**What is asked**
Could you write the next part of the forum thread about training for a first triathlon, picking up right after its last sentence?
** START Document extract **
View Full Version : triathlon

March 20th, 2003, 05:03 PM
I am in desperate need of some training/workout suggestions to prepare for my first triathlon in two months. The swim portion of this race is .4 miles.

While I am no stranger to the water, having swam competitively from age 11 through high school, I have not really been in a pool since.

Please Help! I have two days per week to train in a pool, but I don't have any idea how I should be training!!

March 20th, 2003, 11:47 PM
Hi Lauren,

I would like to offer you some suggestions. You don't say how long it's been since you swam in high school, and that will influence how quickly you should try to build yardage in the short time you have to prepare. If you are truly at square one, you do not have time to work on speed, so I would recommend this: You have about 16 workouts till the race. Do a program of sets where you increase your distance as gradually as possible and still get some work at the distance you must race. For instance:

day 1:
10 x 50
2 x 100
6 x 50 total 1000

day 2:
8 x 50
4 x 100
6 x 50 total 1100

By week 4 or 5 you might want to be here:

2 x 100
2 x 200
2 x 400
4 x 50 total 1600

Set a rest interval between 15 - 30 seconds (shorter for the shorter distance) Swim each rep at a strong but comfortable rate.

By week 6 you might want to have a 1 x 1000 in the workout. It is probably not necessary, or even a good idea for you to swim more than 2000 in a workout for these 2 months.
** END Document extract **
** START Dataset rows **
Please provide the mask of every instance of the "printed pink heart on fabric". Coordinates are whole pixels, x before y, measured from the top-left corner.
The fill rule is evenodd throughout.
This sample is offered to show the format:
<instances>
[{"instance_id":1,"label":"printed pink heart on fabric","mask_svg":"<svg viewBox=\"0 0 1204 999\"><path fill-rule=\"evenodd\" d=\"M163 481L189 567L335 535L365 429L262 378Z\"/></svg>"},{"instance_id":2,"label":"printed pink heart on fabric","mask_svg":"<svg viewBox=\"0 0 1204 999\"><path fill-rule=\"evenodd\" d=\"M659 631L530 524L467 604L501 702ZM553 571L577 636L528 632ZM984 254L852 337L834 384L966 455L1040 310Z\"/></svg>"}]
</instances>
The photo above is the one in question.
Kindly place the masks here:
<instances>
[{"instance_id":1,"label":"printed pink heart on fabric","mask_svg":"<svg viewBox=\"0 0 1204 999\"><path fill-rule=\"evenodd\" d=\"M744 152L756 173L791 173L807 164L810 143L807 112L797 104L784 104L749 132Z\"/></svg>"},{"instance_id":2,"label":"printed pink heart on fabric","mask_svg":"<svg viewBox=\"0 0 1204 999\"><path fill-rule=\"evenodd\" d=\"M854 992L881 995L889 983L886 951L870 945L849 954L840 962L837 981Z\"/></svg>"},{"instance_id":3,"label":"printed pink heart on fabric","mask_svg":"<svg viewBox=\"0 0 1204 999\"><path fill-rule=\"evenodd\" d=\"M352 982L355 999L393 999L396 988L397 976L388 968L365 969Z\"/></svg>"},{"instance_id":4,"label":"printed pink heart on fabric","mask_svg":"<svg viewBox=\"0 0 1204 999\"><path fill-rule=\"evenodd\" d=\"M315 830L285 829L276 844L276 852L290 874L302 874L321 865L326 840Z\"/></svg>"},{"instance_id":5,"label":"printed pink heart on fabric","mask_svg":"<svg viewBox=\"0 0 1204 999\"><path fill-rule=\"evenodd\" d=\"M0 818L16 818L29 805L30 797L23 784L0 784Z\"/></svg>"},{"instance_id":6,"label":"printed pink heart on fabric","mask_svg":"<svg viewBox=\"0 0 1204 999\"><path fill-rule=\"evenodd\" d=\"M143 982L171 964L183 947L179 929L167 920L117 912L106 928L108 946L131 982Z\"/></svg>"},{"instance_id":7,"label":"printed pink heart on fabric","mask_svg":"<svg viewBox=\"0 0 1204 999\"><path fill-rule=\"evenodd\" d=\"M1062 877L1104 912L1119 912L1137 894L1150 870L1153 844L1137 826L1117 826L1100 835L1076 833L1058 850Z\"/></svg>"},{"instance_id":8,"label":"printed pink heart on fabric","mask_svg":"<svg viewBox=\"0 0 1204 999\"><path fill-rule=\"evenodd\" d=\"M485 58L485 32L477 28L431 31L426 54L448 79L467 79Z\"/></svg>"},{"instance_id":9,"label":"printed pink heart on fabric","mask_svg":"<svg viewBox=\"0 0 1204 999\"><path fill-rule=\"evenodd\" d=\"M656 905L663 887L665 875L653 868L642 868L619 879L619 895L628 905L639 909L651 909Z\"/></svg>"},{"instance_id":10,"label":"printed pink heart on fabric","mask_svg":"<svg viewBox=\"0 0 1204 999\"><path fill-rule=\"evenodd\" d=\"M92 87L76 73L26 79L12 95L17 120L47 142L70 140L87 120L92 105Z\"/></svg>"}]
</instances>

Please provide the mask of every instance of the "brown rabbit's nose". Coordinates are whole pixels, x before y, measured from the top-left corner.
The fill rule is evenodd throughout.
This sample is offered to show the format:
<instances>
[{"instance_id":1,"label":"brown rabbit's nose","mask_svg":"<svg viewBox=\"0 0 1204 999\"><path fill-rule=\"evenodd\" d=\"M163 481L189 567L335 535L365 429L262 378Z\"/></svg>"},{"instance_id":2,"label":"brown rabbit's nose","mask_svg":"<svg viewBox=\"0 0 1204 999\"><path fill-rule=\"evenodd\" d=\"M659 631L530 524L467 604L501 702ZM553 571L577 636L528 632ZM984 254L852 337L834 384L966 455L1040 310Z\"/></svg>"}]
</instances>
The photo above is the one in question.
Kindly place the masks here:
** END Dataset rows **
**Exercise answer**
By week 7 you should swim the race distance for time (not sure how many yards or meters .4 miles is). Again, swim at a comfortable pace that you feel you will be able to maintain throughout. Knowing your time will help you seed yourself properly and will give you an idea of what to expect.

If you have never swam in open water (I don't mean splashing about!) then it is imperative that you get some open water experience BEFORE RACE DAY! If possible, swim the race course, or at least get a swim in at the same body of water.

Swimming in a murky lake or scarier yet, the ocean, is nothing like swimming in a pool. What's more, a triathlon swim start is a very violent thing! There can be a lot of contact which can be very disconcerting. If you seed yourself at the back, a very good stategy is to wait a few moments after the gun and let the pack go on ahead.

At the Danskin tri's, I always tell beginners: Be prepared to panic! Imagine you get bumped in the head and your goggles fill with water. Then as you go for a gasp of breath you inhale a bunch of the lake. Now you can't see, can't breath and there are bodies thrashing all around. There is no side to grab, no bottom to stand on (and Lord knows what monsters beneath!) Don't get me wrong, I love open water!!! If you are prepared for the anxiety that open water can create, you can take steps to quell a welling sense of panic. Relax, turn on your back, if needs be, and remind yourself -- yes, I know how to swim!

Another skill you will want to begin to develop is spotting. I don't like lifting my head and often don't see anything when I do, but that is the most efficient way to keep track of where you are heading. I use the shoreline if the swim is parallel to it, and also take a couple of breaststrokes every 10 - 15 freestyle strokes.

Well, how I do go on! I wish you good luck in your training and on race day. Remember to relax, stay focused and keep pushing! Most of all, have fun!

Best regards,

March 21st, 2003, 09:32 AM
Thanks Kime for all of you advise. I really had not contimplated the start at all. Fotunately I don't think this one will be too bad. Only 500 people can register and there will be 5 starting heats.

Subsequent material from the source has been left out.